● **Exercise A**
Answer these questions using the interview excerpt about the musician Tamada:
(i) What kind of music did Lasha Chapel release under his own name before he took the name Tamada?
(ii) How does Chapel describe the alter-ego he began to notice while bedridden?
(iii) Which song did Tamada perform on A COLORS SHOW?
● **Exercise B**
Pick up the interview with Tamada after its final line and carry it on.

● **Quoted passage**
Before adopting the artist name Tamada, Lasha Chapel released house music with a western feel under his own name. Then he had a life changing accident—he fell from a balcony and was left bedridden for months. During this time, he began to pay attention to a side of himself he hadn’t previously nurtured, an alter-ego within himself that he describes as “a Georgian man with traditional values.” By rebranding as Tamada, Chapel gave this side of himself a voice. Now, he’s crafting a unique oeuvre of music that honors his cultural background and blends traditional Georgian folk with western alternative music. By doing so, Chapel hopes to inspire unity in his socially and politically divided home country.

Following his A COLORS SHOW performance of ‘Dao’, we spoke with Tamada about his upcoming album, and why for him, “without respect there is no freedom.”

Did you grow up in a musical household?

● **Records supplied**
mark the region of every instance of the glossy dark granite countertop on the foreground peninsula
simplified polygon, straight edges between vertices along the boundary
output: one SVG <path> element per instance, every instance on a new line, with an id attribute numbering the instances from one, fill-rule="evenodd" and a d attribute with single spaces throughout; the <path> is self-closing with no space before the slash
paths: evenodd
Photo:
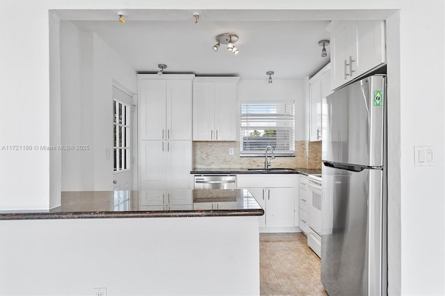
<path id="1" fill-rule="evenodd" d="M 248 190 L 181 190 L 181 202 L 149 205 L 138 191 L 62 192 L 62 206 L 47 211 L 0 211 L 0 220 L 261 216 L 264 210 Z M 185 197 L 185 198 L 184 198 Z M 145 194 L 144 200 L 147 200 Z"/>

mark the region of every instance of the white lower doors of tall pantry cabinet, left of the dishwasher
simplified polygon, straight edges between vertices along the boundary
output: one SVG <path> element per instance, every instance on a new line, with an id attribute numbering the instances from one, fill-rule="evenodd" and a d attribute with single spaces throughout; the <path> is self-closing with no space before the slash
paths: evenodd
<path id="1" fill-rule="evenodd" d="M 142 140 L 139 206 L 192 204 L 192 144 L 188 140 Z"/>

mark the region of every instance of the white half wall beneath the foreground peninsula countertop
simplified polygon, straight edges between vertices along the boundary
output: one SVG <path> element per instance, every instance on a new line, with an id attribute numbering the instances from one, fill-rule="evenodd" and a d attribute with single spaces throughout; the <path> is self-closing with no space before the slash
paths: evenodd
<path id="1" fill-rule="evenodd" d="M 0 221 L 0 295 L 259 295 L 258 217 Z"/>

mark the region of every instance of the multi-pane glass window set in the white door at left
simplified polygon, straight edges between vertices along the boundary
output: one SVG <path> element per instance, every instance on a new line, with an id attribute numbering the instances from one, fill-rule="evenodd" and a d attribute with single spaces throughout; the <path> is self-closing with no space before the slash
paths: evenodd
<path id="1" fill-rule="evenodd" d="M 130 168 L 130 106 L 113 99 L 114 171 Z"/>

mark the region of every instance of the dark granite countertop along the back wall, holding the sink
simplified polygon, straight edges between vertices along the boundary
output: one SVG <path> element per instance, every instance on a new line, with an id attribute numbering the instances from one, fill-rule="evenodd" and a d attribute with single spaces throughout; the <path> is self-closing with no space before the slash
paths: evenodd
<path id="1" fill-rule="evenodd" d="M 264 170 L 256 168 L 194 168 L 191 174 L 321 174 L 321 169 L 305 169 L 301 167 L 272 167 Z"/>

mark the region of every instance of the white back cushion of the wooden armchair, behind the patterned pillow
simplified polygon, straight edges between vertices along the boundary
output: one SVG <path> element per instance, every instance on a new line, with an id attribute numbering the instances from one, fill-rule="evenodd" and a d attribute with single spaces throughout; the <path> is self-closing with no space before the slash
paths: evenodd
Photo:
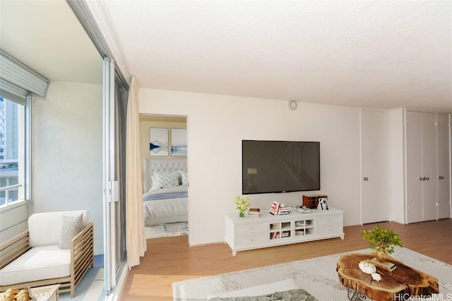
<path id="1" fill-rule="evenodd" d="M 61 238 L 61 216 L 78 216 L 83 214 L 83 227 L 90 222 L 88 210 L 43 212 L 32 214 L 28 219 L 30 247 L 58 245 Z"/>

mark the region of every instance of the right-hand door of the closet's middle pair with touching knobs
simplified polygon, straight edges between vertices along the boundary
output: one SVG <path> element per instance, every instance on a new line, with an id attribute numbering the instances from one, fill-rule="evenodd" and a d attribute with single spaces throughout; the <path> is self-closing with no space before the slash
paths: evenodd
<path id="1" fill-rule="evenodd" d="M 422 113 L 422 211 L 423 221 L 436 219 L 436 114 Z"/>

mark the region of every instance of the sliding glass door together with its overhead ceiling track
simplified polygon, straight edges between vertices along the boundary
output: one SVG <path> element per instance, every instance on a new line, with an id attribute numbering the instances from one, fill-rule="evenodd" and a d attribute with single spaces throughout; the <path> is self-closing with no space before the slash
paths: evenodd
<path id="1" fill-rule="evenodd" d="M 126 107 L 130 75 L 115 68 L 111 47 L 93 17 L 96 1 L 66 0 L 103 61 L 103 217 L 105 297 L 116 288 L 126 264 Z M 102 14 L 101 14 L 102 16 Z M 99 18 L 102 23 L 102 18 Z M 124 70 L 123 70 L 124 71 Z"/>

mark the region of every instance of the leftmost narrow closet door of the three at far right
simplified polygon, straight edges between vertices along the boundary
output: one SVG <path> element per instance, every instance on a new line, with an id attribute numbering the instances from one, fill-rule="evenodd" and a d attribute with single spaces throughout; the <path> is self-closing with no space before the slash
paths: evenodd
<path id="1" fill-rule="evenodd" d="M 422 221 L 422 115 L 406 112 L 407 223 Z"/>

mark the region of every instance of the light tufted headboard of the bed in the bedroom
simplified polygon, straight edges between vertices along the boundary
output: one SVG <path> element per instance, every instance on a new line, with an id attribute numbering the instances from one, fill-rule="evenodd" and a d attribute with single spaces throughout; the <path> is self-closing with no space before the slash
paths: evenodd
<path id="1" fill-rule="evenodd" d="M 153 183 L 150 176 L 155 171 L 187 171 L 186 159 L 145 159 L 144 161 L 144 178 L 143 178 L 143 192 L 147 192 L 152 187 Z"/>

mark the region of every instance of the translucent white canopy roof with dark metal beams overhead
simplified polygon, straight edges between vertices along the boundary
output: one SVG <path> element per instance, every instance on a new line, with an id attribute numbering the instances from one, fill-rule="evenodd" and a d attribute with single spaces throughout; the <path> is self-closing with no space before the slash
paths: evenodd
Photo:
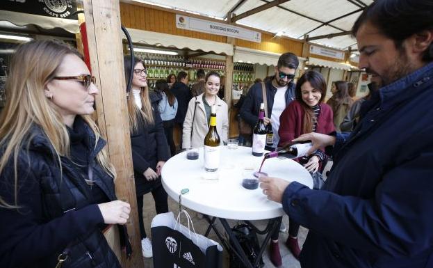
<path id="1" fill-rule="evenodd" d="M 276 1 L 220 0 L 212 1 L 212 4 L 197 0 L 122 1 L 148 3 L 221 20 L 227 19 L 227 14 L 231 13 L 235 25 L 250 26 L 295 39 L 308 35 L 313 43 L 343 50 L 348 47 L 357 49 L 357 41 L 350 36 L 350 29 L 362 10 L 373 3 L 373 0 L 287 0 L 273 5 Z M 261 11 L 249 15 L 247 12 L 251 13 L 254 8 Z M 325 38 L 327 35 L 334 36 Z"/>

● **Written answer A**
(i) House music with a western feel.
(ii) As "a Georgian man with traditional values."
(iii) 'Dao'.

● **Written answer B**
My mother was a violist, but she gave up playing, and my uncle is a successful pop singer in Russia. My family didn’t expect another one of us to be successful. I was determined to break out on my own, and here I am now.

What’s your earliest musical memory?

Probably listening to Georgian folk music and ’90s Georgian pop. I’m really thankful that I had the opportunity to fall in love with traditional Georgian music and ethno-folk in particular. It’s had a lasting effect on me.

Where does your artist name, Tamada, come from?

In Georgia, a Tamada is the toastmaker at weddings—they lead the evening with their poetic words and are the central figure of the night. A Tamada is a sacred figure in Georgian culture, so taking this name on was not done lightly. It’s important to clarify though that I feel a satirical rather than spiritual connection to this figure.

You previously released music under your birth name, Lasha Chapel. What inspired you to take on a new musical persona?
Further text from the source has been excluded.